Scopo del compito =>
Rispondi in breve alle domande seguenti sul testo estratto, che tratta del pensiero dei bambini sul digitale.
(a) Che cosa viene oggi largamente sottovalutato nella scuola dell'infanzia?
(b) Quali strumenti nomina la domanda che comincia con "Cosa succede dentro"?
(c) Che cosa potrebbe rivelare l'osservazione di come i bambini interagiscono con la tecnologia?

Testo estratto =>

Tornando alla scuola dell’infanzia ciò che a mio parere oggi viene largamente sottovalutato è il pensiero dei bambini sulla realtà virtuale. I bambini spesso vengono “addestrati” o meglio accompagnati a imparare l’uso degli strumenti ma come si rappresentano i procedimenti che avvengono di nascosto dentro a quegli archibugi non trova molto interesse.  Cosa succede dentro alla lavagna multimediale, al tablet, al pc? come fanno le cose a essere lì e poi scomparire? e senza che nessuno le abbia cancellate? Cosa vuol dire salvare? I disegni dove vanno a finire? e poi com’è che con un clic magicamente ritornano? e si possono modificare, cambiano colore? posizione? …  Quante domande affollano la mente di un bambino? E quante spiegazioni si dà (da solo) sul funzionamento delle cose del mondo che lo circonda di cui la scuola non viene a conoscenza? Indagare il pensiero dei bambini rispetto agli ingranaggi del digitale può essere un compito affascinante e stimolante e dato che i bambini in questa fascia d'età sono ancora molto piccoli, è importante adottare metodi di indagine che siano adeguati alla loro capacità di comprensione e di espressione. Per esempio, osservare come i bambini interagiscono con la tecnologia potrebbe rivelarci stili sul loro approccio alle cose “sconosciute” e quali difficoltà incontrano o quali paure.

Dati disponibili =>

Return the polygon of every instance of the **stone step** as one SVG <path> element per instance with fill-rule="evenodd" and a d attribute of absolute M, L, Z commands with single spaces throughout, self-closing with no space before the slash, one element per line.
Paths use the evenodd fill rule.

Risposta scritta =>
(a) Il pensiero dei bambini sulla realtà virtuale.
(b) La lavagna multimediale, il tablet e il pc.
(c) Stili sul loro approccio alle cose "sconosciute" e quali difficoltà o quali paure incontrano.